Dokumentausschnitt:
++++++++++

Jedem Nachrichtensender geht es darum, möglichst als erster über ein aktuelles Medienereignis zu berichten um die Aufmerksamkeit der Konsumenten auf sich zu lenken. Das Problem dabei ist, dass der Zugang zu den gängigen Nachrichtenservices noch nie so leicht war wie jetzt. Sich von der breiten Masse abzuheben wird zudem noch dadurch erschwert, dass Medienorganisationen zunehmend gezwungen sind, mit weniger Mitteln noch mehr zu bieten. 

Nachrichtenredakteure müssen daher ihre Arbeitsabläufe und Prozesse neu überdenken, wenn sie sich dem digitalen Zeitalter erfolgreich anpassen möchten. Viele denken bereits um und führen cloudbasierte Infrastrukturen ein, die es Reportern und Produktionsteams ermöglichen sollen, an vielfältigeres Filmmaterial zu gelangen, die Produktion zu beschleunigen und den Vertriebsprozess zu straffen, ohne dabei Abstriche bei der Qualität machen zu müssen.

Zunehmender Bürgerjournalismus

Konsumenten erstellen mehr Inhalte als je zuvor. Einer Studie von Cisco zufolge werden Live-Videos bis 2021 voraussichtlich 13 % des gesamten Videoverkehrs im Internet ausmachen. Smartphone-Kameras können qualitativ hochwertiges Filmmaterial produzieren und jeder kann dadurch zu den Nachrichten beitragen. Die Zunahme von nutzergeneriertem Inhalt (User Generated Content oder UGC) eröffnet Nachrichtenredakteuren ein breiteres Spektrum an Blickwinkeln und Perspektiven vom Ort des Geschehens. UCG ist daher ein kostengünstiges, relevantes und hyperlokales Angebot an Nachrichten, auf das zugegriffen werden sollte.

Um sich den zunehmenden Bürgerjournalismus zunutze zu machen, brauchen Nachrichtensender Anwendungen mit Web Real-Time Communication (WebRTC). Diese Funktionen erlaubt es Medienanstalten, mobile Reporter oder Augenzeugen vor Ort um Beiträge in Form von Ferninterviews, Call-ins oder von Live-Filmaufnahmen eines größeren Ereignisses zu bitten. In zeitkritischen Situationen hat WebRTC auch den wesentlichen Vorteil, dass die Beitragsersteller nicht erst eine spezielle App herunterladen müssen.

++++++++++

Bereitgestellte Daten:
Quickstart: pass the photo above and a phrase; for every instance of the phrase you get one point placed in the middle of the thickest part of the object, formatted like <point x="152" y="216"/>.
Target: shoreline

++++++++++

Aufgaben und Übungen:
1: Fassen Sie den Absatz des Dokumentausschnitts, der mit „Konsumenten erstellen mehr Inhalte“ beginnt, als knappe Stichpunktliste zusammen, ohne seine wesentlichen Fakten wegzulassen.
2: Bitte geben Sie aus dem Dokumentausschnitt den Teil wortgetreu wieder, der mit den Worten beginnt, die „Nachrichtenredakteure müssen daher“ enthalten, und mit „machen zu müssen.“ endet.

Antworten pro Aufgabe:
1:
- Konsumenten erstellen mehr Inhalte als je zuvor.
- Laut einer Studie von Cisco werden Live-Videos bis 2021 voraussichtlich 13 % des gesamten Videoverkehrs im Internet ausmachen.
- Smartphone-Kameras liefern hochwertiges Filmmaterial, sodass jeder zu den Nachrichten beitragen kann.
- Nutzergenerierter Inhalt (UGC) bietet Nachrichtenredakteuren mehr Blickwinkel und Perspektiven vom Ort des Geschehens.
- Er ist ein kostengünstiges, relevantes und hyperlokales Nachrichtenangebot, auf das zugegriffen werden sollte.

2:
Nachrichtenredakteure müssen daher ihre Arbeitsabläufe und Prozesse neu überdenken, wenn sie sich dem digitalen Zeitalter erfolgreich anpassen möchten. Viele denken bereits um und führen cloudbasierte Infrastrukturen ein, die es Reportern und Produktionsteams ermöglichen sollen, an vielfältigeres Filmmaterial zu gelangen, die Produktion zu beschleunigen und den Vertriebsprozess zu straffen, ohne dabei Abstriche bei der Qualität machen zu müssen.